**SET TASK A**
Duplicate the rows below, everything from the row containing "point: dense forest" down to the last of the rows, and reproduce nothing else.

Faceting (small multiples)

  • Smaller plots that display different subsets of the data
  • Useful for exploring conditional relationships and large data

facet_grid([rows],[cols])

facet_wrap(~[var])

ggplot(penguins, aes(x = bill_depth_mm, y = bill_length_mm)) +
  geom_point() +
  facet_grid(species ~ island)
ggplot(penguins, aes(x = bill_depth_mm, y = bill_length_mm)) +
  geom_point() +
  facet_wrap(~species) 

Lab exercise 2/3

  1. Use the gapminder data to replicate as close as possible this graph. (Try out different ‘themes’ with + theme_XXXX())
  2. bonus plot time series of life expectancy by continent and country. (You can use geom_line() to link points)

Data: Lending Club

  • Thousands of loans made through the Lending Club, which is a platform that allows individuals to lend to other individuals

  • Not all loans are created equal – ease of getting a loan depends on (apparent) ability to pay back the loan

  • Data includes loans made, these are not loan applications

Selected variables

loans <- loans_full_schema %>%
  select(loan_amount, interest_rate, term, grade,
         state, annual_income, homeownership, debt_to_income)
glimpse(loans)
Rows: 10,000
Columns: 8
$ loan_amount    <int> 28000, 5000, 2000, 21600, 23000, 5000, 24000, 20000, 20…
$ interest_rate  <dbl> 14.07, 12.61, 17.09, 6.72, 14.07, 6.72, 13.59, 11.99, 1…
$ term           <dbl> 60, 36, 36, 36, 36, 36, 60, 60, 36, 36, 60, 60, 36, 60,…
$ grade          <ord> C, C, D, A, C, A, C, B, C, A, C, B, C, B, D, D, D, F, E…
$ state          <fct> NJ, HI, WI, PA, CA, KY, MI, AZ, NV, IL, IL, FL, SC, CO,…
$ annual_income  <dbl> 90000, 40000, 40000, 30000, 35000, 34000, 35000, 110000…
$ homeownership  <fct> MORTGAGE, RENT, RENT, RENT, RENT, OWN, MORTGAGE, MORTGA…
$ debt_to_income <dbl> 18.01, 5.04, 21.15, 10.16, 57.96, 6.46, 23.66, 16.19, 3…

Variable types

variable type
loan_amount numerical, continuous
interest_rate numerical, continuous
term numerical, discrete
grade categorical, ordinal
state categorical, not ordinal
annual_income numerical, continuous
homeownership categorical, not ordinal
debt_to_income numerical, continuous

Histograms

geom_histogram()

ggplot(loans, aes(x = loan_amount)) +
  geom_histogram()

**PROVIDED INFORMATION**
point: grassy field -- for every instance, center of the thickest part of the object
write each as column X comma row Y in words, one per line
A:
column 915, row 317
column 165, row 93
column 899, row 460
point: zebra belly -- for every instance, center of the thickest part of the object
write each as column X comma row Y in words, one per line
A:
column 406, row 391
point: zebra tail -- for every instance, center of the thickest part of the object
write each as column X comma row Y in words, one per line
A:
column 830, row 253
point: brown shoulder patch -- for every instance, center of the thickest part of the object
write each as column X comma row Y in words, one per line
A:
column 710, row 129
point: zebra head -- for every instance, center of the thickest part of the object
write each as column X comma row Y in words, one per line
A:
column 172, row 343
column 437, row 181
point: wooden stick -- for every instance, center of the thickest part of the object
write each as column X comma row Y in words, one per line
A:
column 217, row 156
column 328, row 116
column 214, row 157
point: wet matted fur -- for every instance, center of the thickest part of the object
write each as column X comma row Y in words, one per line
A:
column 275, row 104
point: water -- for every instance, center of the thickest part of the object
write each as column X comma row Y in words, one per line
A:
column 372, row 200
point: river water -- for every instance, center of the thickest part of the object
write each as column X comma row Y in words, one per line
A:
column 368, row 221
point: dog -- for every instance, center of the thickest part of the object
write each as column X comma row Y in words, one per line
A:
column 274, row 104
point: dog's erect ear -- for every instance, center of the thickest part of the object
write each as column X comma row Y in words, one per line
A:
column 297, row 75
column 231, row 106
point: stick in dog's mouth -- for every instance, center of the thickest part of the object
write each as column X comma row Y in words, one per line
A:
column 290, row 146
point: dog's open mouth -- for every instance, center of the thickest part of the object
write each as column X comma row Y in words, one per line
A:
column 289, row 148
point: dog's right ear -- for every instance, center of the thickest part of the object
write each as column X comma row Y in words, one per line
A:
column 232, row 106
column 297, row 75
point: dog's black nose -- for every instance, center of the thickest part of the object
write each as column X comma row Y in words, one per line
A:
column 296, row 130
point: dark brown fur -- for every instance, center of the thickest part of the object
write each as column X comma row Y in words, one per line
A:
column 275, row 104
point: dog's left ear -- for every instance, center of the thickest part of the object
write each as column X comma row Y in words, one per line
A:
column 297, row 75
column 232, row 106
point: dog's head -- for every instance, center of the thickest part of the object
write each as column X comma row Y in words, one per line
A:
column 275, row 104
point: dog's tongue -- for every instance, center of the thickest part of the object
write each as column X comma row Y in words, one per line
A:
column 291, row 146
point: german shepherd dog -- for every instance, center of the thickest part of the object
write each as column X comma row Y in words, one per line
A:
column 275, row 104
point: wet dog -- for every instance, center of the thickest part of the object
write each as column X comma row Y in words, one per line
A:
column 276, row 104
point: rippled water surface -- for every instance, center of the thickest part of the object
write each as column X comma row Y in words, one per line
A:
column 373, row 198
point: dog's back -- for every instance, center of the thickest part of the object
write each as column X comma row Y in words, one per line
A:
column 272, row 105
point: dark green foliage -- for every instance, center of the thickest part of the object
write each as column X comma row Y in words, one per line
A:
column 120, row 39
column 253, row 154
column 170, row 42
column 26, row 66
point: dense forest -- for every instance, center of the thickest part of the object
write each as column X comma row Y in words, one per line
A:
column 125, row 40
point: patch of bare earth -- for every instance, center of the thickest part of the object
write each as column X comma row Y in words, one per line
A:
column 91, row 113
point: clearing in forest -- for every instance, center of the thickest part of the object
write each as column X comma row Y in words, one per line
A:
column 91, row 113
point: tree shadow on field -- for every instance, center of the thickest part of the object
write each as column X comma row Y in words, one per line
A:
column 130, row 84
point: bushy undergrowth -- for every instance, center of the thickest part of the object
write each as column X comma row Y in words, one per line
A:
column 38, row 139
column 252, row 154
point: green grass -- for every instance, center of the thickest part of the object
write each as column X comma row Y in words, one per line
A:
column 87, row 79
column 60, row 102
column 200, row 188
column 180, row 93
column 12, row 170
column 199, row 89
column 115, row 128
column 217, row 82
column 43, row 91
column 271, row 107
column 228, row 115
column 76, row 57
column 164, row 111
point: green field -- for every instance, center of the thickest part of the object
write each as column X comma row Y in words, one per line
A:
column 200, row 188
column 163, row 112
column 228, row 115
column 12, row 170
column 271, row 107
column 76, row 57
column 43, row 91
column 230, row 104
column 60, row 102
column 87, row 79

**SET TASK B**
Decide whether each statement below agrees with the ggplot notes, answering yes or no and quoting the deciding words: (i) The Lending Club data consists of loan applications. (ii) The variable term is classified as numerical and discrete. (iii) The selected loans data has eight columns.

**COMPLETE ANSWER A**
point: dense forest -- for every instance, center of the thickest part of the object
write each as column X comma row Y in words, one per line
A:
column 125, row 40
point: patch of bare earth -- for every instance, center of the thickest part of the object
write each as column X comma row Y in words, one per line
A:
column 91, row 113
point: clearing in forest -- for every instance, center of the thickest part of the object
write each as column X comma row Y in words, one per line
A:
column 91, row 113
point: tree shadow on field -- for every instance, center of the thickest part of the object
write each as column X comma row Y in words, one per line
A:
column 130, row 84
point: bushy undergrowth -- for every instance, center of the thickest part of the object
write each as column X comma row Y in words, one per line
A:
column 38, row 139
column 252, row 154
point: green grass -- for every instance, center of the thickest part of the object
write each as column X comma row Y in words, one per line
A:
column 87, row 79
column 60, row 102
column 200, row 188
column 180, row 93
column 12, row 170
column 199, row 89
column 115, row 128
column 217, row 82
column 43, row 91
column 271, row 107
column 228, row 115
column 76, row 57
column 164, row 111
point: green field -- for every instance, center of the thickest part of the object
write each as column X comma row Y in words, one per line
A:
column 200, row 188
column 163, row 112
column 228, row 115
column 12, row 170
column 271, row 107
column 76, row 57
column 43, row 91
column 230, row 104
column 60, row 102
column 87, row 79

**COMPLETE ANSWER B**
(i) No: "Data includes loans made, these are not loan applications"
(ii) Yes: "term numerical, discrete"
(iii) Yes: "Columns: 8"